О том, как Толкин природу человека отрицал

Рецензия на книгу Дины Хапаевой «Занимательная смерть».

Разбирая перевод последней монографии профессора технологических наук университета в Джорджии, выпускницы исторического факультета ЛГУ Дины Хапаевой, религиовед Алексей Зыгмонт столько раз ловит автора на незнании предмета, что сначала становится смешно, а потом как-то не очень. Что это: научный труд, опубликованный в серьезном издательстве, или подшивка алармистской публицистики в жанре «про „Синих китов“ и „как страшно жить“»? Решать читателям.


Дина Хапаева. Занимательная смерть. Развлечения эпохи постгуманизма. М.: НЛО, 2020. Перевод с английского Д. Ускова, Л. Житковой


Новая книга культуролога Дины Хапаевой продолжает ее предыдущие исследования — «Готическое общество» (2007), а также «Кошмар: литература и жизнь» (2010) и анализирует современное отношение к смерти, связанные с ней популярные образы вампиров, зомби, серийных убийц, а также их коммерциализацию, превращение в бренд и ходовой товар. Все это позволяет авторше заключить, что сегодня люди буквально одержимы смертью — это явление она называет «танатопатией». Вместо того, чтобы хоронить близких и нормально скорбеть, люди смотрят, как других людей пытают, убивают и едят, что отражает их антигуманизм и «глубокое отвращение к человеческому роду» (с. 301).

Можно согласиться, что тема интригующая, а материал — интересный, однако книга — придется это обозначить сразу — невероятно плоха. По сути, это даже не научная монография, а пространная агитка о том, как все скверно, какой сейчас «упадок демократии» и как нам грозит возвращение «коммунизма и фашизма». По тону работа более всего напоминает «Сектоведение» Дворкина или сочинения «православных педагогов» Медведевой и Шишовой о том, как Барби превращает бедных маленьких девочек в меркантильных проституток.

> _Список заданий_:
1: Ответьте по рецензии на вопросы:
(а) Какие предыдущие исследования Хапаевой продолжает новая книга?
(б) Каким словом авторша книги называет одержимость смертью?
(в) В каком издательстве и в каком году вышла книга «Занимательная смерть»?
2: Перескажите в виде списка абзац рецензии, начинающийся словами «Новая книга культуролога Дины Хапаевой», сохранив основные факты.
3: Подхватите рецензию на книгу «Занимательная смерть» после ее последнего предложения и допишите один-два абзаца в том же тоне.
Приведенный далее материал с рецензией никак не связан.

Записи, взятые из коллекции:
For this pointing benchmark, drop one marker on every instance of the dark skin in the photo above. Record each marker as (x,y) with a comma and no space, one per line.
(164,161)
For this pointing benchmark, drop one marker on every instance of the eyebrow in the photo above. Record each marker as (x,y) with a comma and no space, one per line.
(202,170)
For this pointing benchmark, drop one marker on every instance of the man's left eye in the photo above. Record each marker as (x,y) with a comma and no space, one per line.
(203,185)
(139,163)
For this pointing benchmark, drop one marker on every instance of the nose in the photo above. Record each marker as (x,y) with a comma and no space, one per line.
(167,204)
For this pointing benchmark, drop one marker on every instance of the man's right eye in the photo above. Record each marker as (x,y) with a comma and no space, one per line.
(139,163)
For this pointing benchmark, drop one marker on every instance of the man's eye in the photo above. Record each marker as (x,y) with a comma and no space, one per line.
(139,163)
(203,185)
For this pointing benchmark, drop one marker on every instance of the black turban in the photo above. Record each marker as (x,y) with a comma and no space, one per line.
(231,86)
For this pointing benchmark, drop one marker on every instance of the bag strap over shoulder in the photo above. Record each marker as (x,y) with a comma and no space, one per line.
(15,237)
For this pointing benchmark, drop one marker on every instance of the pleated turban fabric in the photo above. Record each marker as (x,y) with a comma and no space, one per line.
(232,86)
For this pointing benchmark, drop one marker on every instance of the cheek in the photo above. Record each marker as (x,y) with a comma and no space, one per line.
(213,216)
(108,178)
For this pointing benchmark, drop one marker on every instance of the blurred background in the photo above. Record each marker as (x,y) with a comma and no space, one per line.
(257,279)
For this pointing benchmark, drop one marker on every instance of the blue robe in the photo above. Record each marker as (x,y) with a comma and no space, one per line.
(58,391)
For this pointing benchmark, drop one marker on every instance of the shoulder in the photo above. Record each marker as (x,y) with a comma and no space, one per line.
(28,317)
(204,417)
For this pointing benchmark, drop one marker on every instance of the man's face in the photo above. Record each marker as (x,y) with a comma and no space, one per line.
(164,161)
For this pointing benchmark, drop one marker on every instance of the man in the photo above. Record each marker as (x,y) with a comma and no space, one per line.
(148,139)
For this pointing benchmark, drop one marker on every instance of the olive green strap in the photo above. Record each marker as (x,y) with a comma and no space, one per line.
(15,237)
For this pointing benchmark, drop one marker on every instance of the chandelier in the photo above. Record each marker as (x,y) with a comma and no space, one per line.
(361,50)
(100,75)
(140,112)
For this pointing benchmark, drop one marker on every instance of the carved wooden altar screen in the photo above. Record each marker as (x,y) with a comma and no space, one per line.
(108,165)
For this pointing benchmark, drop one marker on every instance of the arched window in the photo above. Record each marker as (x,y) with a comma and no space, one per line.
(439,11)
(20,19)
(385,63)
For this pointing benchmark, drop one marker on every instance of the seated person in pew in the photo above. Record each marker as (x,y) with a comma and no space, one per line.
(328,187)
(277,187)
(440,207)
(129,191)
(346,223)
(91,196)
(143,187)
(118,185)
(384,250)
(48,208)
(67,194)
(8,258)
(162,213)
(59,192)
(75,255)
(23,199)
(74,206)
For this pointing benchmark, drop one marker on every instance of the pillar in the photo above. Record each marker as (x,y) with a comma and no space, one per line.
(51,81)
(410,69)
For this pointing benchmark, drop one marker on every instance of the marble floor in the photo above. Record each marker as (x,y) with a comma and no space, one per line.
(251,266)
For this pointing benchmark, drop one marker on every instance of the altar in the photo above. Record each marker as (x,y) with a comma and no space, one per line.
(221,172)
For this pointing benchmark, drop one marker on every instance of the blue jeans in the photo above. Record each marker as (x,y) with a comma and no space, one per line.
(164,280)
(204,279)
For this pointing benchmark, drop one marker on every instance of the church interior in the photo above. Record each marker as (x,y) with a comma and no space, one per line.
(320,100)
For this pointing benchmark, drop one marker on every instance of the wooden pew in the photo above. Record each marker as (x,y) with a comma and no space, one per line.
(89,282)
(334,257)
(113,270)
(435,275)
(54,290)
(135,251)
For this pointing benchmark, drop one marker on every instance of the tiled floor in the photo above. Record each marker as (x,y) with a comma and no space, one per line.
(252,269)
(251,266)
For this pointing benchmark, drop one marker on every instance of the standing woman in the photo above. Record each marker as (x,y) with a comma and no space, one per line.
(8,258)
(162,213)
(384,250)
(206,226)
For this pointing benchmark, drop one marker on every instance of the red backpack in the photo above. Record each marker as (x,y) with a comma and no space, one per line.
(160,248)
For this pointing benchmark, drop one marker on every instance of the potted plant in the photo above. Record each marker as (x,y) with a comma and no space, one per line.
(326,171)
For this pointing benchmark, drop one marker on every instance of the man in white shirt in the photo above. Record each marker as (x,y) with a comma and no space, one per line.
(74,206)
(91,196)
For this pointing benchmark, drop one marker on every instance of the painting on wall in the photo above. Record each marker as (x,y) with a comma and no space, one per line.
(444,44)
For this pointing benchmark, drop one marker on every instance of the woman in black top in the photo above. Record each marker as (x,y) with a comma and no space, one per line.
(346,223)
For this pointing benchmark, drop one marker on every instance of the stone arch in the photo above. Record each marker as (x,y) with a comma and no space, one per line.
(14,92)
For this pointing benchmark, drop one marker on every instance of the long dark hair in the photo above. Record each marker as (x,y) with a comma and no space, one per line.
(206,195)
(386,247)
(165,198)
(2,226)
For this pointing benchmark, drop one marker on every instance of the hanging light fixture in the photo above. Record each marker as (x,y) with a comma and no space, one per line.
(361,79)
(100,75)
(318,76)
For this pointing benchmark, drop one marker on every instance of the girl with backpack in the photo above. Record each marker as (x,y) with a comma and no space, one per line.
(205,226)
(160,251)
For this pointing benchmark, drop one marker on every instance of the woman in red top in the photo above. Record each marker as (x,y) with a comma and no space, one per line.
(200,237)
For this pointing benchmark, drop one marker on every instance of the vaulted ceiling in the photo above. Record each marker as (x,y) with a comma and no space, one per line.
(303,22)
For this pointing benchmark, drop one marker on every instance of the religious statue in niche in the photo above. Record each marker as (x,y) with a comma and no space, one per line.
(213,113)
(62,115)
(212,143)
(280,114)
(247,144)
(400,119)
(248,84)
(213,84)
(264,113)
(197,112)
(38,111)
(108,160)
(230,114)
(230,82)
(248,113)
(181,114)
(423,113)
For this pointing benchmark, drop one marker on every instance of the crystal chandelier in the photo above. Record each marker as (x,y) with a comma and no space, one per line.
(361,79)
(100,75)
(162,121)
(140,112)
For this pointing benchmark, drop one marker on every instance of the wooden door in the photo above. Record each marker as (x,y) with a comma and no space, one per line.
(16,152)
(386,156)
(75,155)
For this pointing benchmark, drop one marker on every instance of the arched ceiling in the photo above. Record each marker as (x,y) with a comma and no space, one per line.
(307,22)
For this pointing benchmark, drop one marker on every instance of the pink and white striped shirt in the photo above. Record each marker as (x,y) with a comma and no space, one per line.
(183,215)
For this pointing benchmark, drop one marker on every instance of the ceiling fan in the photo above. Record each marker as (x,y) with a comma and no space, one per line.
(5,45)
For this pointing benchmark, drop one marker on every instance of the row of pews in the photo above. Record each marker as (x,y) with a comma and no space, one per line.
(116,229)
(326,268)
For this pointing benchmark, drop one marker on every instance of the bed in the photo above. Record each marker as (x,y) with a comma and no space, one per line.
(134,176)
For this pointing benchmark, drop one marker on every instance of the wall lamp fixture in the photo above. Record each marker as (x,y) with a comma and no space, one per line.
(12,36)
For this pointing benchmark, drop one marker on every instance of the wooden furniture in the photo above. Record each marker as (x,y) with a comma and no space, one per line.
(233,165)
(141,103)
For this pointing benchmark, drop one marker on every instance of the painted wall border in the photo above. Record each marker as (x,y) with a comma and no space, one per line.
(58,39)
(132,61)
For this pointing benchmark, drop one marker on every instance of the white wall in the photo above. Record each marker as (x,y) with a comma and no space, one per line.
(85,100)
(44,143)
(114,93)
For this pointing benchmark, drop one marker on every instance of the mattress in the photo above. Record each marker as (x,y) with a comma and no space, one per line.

> _Ответы по заданиям_:
1:
(а) «Готическое общество» (2007) и «Кошмар: литература и жизнь» (2010).
(б) «Танатопатия».
(в) В издательстве НЛО, в 2020 году.

2:
- Книга продолжает исследования Хапаевой «Готическое общество» (2007) и «Кошмар: литература и жизнь» (2010).
- Она анализирует современное отношение к смерти и популярные образы вампиров, зомби и серийных убийц.
- Также она рассматривает коммерциализацию этих образов и их превращение в бренд и ходовой товар.
- Авторша заключает, что сегодня люди одержимы смертью, и называет это явление «танатопатией».
- По ее мнению, вместо того чтобы хоронить близких и нормально скорбеть, люди смотрят, как других пытают, убивают и едят.
- Это, по ее словам, отражает их антигуманизм и «глубокое отвращение к человеческому роду» (с. 301).

3:
Проблема с главным тезисом книги в том, что он ничего не объясняет. Авторша приводит множество интерпретаций из литературы — терапевтический эффект виртуального насилия, отражение социально-политической напряженности, влияние протестантизма или других религий и т. д., — но все их отбрасывает. Поэтому ее попытка объяснить популярность «Святой Смерти» или Хеллоуина приводит к тавтологии: люди одержимы смертью потому, что одержимы смертью и «беспрецедентным стремлением видеть образы гибели людей» (с. 112). Настоящий аргумент книги — не интеллектуальный, а моральный: «какой ужас!», «это вызывает тревогу и опасение», «приводит к самоубийствам», «попрание человеческого достоинства», «упадок демократии» и пр. Все это автор противопоставляет гуманистическому идеалу Возрождения, что «человек — его природа, тело, разум, — это вершина эстетического совершенства» (с. 158). Именно эту идею, по ее мнению, оплевывают массовое искусство и новомодные интеллектуальные движения вроде пост- и трансгуманизма.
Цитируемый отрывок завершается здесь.